Instructions for the task: Write out the lines below as a JSON list of strings, one string per line, leaving out any blank lines.

━━━━━━━━━━━━━━━━━━━━━━━━━━━━━━

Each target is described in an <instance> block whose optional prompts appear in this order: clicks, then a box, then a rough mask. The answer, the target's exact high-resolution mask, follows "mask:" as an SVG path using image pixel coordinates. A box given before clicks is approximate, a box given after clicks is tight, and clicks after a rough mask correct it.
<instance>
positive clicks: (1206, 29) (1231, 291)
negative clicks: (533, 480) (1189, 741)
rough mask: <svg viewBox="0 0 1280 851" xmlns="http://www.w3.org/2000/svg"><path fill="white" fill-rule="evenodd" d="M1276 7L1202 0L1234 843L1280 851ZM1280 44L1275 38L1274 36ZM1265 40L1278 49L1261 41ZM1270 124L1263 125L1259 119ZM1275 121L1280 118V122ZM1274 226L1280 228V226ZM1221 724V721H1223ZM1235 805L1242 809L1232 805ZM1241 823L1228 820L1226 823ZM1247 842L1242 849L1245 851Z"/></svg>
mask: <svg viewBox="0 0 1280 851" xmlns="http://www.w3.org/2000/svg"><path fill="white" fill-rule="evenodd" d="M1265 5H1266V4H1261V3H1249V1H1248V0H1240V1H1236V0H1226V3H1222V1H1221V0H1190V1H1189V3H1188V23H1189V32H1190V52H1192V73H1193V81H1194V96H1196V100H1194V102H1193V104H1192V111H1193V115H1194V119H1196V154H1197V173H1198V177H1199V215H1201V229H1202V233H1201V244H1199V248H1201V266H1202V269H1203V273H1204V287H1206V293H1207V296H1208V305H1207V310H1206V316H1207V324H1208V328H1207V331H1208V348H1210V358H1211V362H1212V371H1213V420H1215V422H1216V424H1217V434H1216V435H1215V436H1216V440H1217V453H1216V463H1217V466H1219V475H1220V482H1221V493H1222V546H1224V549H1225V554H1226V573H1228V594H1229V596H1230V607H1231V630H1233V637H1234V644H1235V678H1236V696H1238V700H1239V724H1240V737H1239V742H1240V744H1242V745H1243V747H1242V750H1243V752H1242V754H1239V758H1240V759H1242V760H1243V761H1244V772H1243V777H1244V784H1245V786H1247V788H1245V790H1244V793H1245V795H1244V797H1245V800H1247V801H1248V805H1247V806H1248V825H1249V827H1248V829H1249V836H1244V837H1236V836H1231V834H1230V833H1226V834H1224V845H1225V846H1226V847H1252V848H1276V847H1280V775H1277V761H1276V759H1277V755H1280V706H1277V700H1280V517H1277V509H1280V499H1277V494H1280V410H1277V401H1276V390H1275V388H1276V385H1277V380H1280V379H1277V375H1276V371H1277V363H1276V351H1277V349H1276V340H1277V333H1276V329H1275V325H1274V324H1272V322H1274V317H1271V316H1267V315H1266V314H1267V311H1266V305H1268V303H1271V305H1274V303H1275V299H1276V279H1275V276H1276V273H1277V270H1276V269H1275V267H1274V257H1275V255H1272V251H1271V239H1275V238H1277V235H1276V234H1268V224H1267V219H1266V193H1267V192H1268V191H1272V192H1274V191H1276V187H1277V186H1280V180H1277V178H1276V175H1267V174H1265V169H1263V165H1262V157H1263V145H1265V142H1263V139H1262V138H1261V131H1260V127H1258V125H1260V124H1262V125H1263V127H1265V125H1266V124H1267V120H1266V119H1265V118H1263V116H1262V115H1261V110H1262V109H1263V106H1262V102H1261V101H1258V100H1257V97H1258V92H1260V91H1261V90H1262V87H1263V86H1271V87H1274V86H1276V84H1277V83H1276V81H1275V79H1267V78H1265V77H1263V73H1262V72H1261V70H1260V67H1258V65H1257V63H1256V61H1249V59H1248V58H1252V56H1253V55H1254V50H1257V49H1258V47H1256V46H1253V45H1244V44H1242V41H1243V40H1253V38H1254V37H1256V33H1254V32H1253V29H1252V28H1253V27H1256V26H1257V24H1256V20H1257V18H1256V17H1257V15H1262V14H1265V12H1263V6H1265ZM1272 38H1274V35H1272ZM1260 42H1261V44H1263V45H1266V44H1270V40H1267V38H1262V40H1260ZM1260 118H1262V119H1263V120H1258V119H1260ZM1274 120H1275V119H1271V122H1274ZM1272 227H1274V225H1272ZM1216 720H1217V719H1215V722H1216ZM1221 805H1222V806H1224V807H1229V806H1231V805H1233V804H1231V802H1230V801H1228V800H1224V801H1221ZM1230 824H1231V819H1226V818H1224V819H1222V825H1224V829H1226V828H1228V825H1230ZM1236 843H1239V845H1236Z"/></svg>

━━━━━━━━━━━━━━━━━━━━━━━━━━━━━━

Solution to this task:
[
  "Each target is described in an <instance> block whose optional prompts appear in this order: clicks, then a box, then a rough mask. The answer, the target's exact high-resolution mask, follows \"mask:\" as an SVG path using image pixel coordinates. A box given before clicks is approximate, a box given after clicks is tight, and clicks after a rough mask correct it.",
  "<instance>",
  "positive clicks: (1206, 29) (1231, 291)",
  "negative clicks: (533, 480) (1189, 741)",
  "rough mask: <svg viewBox=\"0 0 1280 851\" xmlns=\"http://www.w3.org/2000/svg\"><path fill=\"white\" fill-rule=\"evenodd\" d=\"M1276 7L1202 0L1234 843L1280 851ZM1280 44L1275 38L1274 36ZM1265 40L1278 49L1261 41ZM1270 124L1263 125L1259 119ZM1275 121L1280 118V122ZM1274 226L1280 228V226ZM1221 724V721H1223ZM1235 805L1242 809L1232 805ZM1241 823L1228 820L1226 823ZM1247 842L1242 849L1245 851Z\"/></svg>",
  "mask: <svg viewBox=\"0 0 1280 851\" xmlns=\"http://www.w3.org/2000/svg\"><path fill=\"white\" fill-rule=\"evenodd\" d=\"M1265 5H1266V4H1261V3H1249V1H1248V0H1240V1H1236V0H1226V3H1222V1H1221V0H1190V1H1189V3H1188V23H1189V32H1190V52H1192V73H1193V81H1194V96H1196V100H1194V102H1193V104H1192V111H1193V115H1194V119H1196V154H1197V173H1198V177H1199V215H1201V229H1202V233H1201V244H1199V248H1201V266H1202V269H1203V273H1204V287H1206V293H1207V296H1208V305H1207V310H1206V316H1207V324H1208V328H1207V331H1208V348H1210V358H1211V362H1212V371H1213V420H1215V422H1216V424H1217V434H1216V435H1215V436H1216V440H1217V453H1216V463H1217V466H1219V475H1220V482H1221V493H1222V546H1224V549H1225V554H1226V573H1228V594H1229V596H1230V607H1231V630H1233V637H1234V644H1235V678H1236V696H1238V700H1239V724H1240V737H1239V742H1240V744H1242V745H1243V747H1242V750H1243V752H1242V754H1239V758H1240V759H1242V760H1243V761H1244V772H1243V777H1244V784H1245V786H1247V788H1245V790H1244V793H1245V795H1244V797H1245V800H1247V801H1248V805H1247V806H1248V825H1249V827H1248V829H1249V836H1244V837H1236V836H1231V834H1230V833H1226V834H1224V845H1225V846H1226V847H1252V848H1276V847H1280V775H1277V761H1276V759H1277V755H1280V706H1277V700H1280V517H1277V509H1280V499H1277V494H1280V410H1277V401H1276V390H1275V388H1276V385H1277V380H1280V379H1277V375H1276V371H1277V363H1276V351H1277V349H1276V340H1277V333H1276V329H1275V325H1274V324H1272V322H1274V317H1271V316H1267V315H1266V314H1267V311H1266V305H1268V303H1271V305H1274V303H1275V299H1276V279H1275V276H1276V273H1277V270H1276V269H1275V267H1274V257H1275V255H1272V251H1271V239H1275V238H1277V235H1276V234H1268V224H1267V219H1266V193H1267V192H1268V191H1272V192H1274V191H1276V187H1277V186H1280V180H1277V178H1276V175H1267V174H1265V169H1263V165H1262V157H1263V145H1265V142H1263V139H1262V138H1261V131H1260V127H1258V125H1260V124H1262V125H1263V127H1265V125H1266V124H1267V120H1266V119H1265V118H1263V116H1262V115H1261V110H1262V109H1263V106H1262V102H1261V101H1258V100H1257V97H1258V92H1260V91H1261V90H1262V87H1263V86H1271V87H1274V86H1276V84H1277V83H1276V81H1275V79H1267V78H1265V77H1263V73H1262V72H1261V70H1260V67H1258V65H1257V63H1256V61H1249V59H1248V58H1252V56H1253V55H1254V50H1257V49H1258V47H1256V46H1253V45H1244V44H1242V41H1243V40H1253V38H1254V37H1256V33H1254V32H1253V29H1252V28H1253V27H1256V26H1257V24H1256V20H1257V18H1256V17H1257V15H1262V14H1265V12H1263V6H1265ZM1272 38H1274V35H1272ZM1260 42H1261V44H1263V45H1266V44H1270V40H1267V38H1262V40H1260ZM1260 118H1262V119H1263V120H1258V119H1260ZM1274 120H1275V119H1271V122H1274ZM1272 227H1274V225H1272ZM1216 720H1217V719H1215V722H1216ZM1221 805H1222V806H1224V807H1229V806H1231V805H1233V804H1231V802H1230V801H1228V800H1224V801H1221ZM1230 824H1231V819H1226V818H1224V819H1222V825H1224V829H1226V828H1228V825H1230ZM1236 843H1239V845H1236Z\"/></svg>"
]